EXERCISE INSTRUCTIONS —
Below are the records; copy exactly the stretch from the line containing "the black belt" through the line containing "of the eyebrow", both ends included, and nothing else.

INFORMATION SUPPLIED —
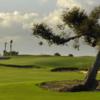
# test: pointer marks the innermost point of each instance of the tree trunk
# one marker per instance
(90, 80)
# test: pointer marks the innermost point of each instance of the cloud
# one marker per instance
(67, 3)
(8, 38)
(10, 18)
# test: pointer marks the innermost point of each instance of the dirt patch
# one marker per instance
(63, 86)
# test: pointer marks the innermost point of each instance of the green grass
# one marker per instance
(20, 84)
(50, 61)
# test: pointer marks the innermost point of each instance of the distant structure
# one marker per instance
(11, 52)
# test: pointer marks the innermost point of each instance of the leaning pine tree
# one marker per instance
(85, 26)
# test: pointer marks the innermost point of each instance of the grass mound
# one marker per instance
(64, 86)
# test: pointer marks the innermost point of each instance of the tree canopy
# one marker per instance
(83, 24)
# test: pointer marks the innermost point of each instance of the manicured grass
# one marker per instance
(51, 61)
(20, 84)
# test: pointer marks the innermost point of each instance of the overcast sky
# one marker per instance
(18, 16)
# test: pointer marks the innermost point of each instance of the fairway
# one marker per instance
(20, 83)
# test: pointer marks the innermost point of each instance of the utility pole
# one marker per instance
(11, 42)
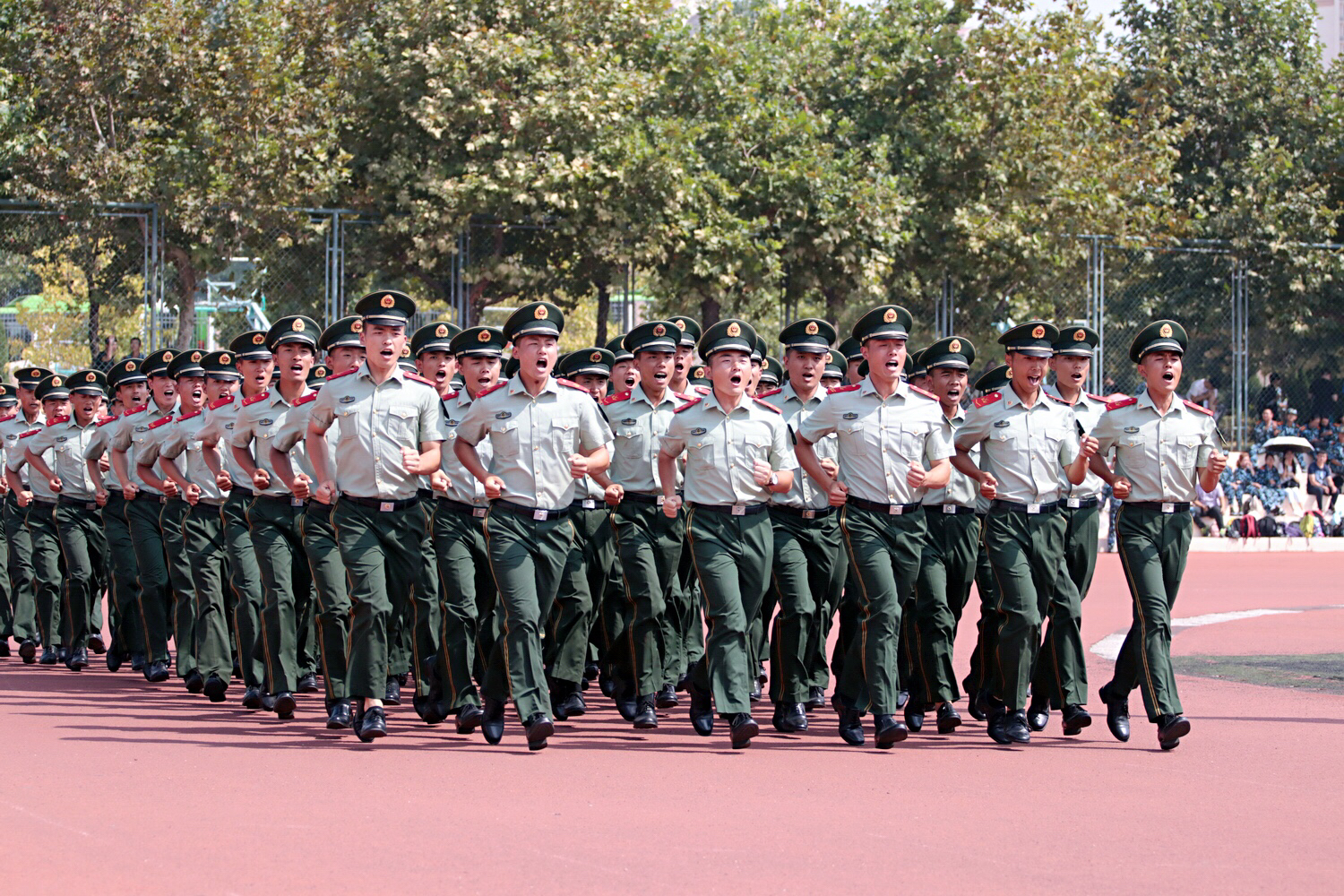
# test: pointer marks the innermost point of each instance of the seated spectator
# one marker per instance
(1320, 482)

==

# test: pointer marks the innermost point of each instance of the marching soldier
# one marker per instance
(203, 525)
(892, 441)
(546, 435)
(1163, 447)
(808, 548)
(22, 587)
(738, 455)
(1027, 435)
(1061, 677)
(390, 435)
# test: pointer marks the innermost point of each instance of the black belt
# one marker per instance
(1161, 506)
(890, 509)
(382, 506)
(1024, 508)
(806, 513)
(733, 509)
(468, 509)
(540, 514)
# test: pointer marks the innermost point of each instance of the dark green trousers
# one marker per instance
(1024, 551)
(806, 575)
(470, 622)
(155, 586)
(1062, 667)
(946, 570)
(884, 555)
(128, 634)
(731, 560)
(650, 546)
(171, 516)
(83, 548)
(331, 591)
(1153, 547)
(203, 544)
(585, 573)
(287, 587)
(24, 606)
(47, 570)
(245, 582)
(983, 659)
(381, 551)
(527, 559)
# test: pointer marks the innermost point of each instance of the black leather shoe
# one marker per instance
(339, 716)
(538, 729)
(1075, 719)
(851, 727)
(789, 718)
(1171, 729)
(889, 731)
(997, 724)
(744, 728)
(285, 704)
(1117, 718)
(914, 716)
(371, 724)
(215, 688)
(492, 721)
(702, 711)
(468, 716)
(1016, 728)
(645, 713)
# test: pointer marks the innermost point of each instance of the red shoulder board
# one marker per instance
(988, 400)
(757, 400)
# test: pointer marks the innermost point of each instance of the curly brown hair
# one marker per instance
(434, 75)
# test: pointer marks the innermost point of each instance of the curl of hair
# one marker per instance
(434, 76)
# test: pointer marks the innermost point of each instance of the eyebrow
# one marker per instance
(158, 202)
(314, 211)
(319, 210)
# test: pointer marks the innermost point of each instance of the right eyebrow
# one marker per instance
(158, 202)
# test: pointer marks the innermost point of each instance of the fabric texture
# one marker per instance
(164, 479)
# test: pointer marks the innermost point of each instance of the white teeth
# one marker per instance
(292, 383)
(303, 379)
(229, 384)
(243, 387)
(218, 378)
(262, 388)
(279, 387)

YOUR RESPONSE —
# test: pointer marks the innermost point of each instance of the black belt
# one marker per instance
(1161, 506)
(890, 509)
(382, 506)
(1024, 508)
(806, 513)
(733, 509)
(468, 509)
(540, 514)
# test: pointer marks the innermost point of each instance of the dark green trousers
# one marker per instance
(1024, 551)
(806, 575)
(470, 622)
(155, 586)
(1062, 667)
(946, 570)
(884, 555)
(128, 634)
(731, 560)
(650, 546)
(171, 516)
(83, 548)
(331, 591)
(1153, 547)
(203, 544)
(585, 573)
(287, 587)
(24, 606)
(47, 570)
(245, 582)
(983, 659)
(381, 551)
(527, 559)
# test: pointer marks the innermost point of each instance of the black leather shoe
# one marker per instance
(339, 716)
(538, 729)
(1075, 719)
(851, 727)
(789, 718)
(1171, 729)
(889, 731)
(997, 724)
(744, 728)
(285, 704)
(1117, 718)
(914, 716)
(371, 724)
(215, 688)
(492, 721)
(702, 711)
(468, 716)
(1016, 728)
(645, 713)
# test: pointer marks the innermost point of each instance of the red shoulder board
# one marker per instance
(988, 400)
(757, 400)
# test: pointer marks the innermost point of each instance of the curly brown hair
# one marker per instance
(434, 75)
# test: pointer marks the innermost point of each instance of the curl of hair
# one marker per instance
(434, 76)
# test: pointer marks the innermost point of each instance of the eyebrow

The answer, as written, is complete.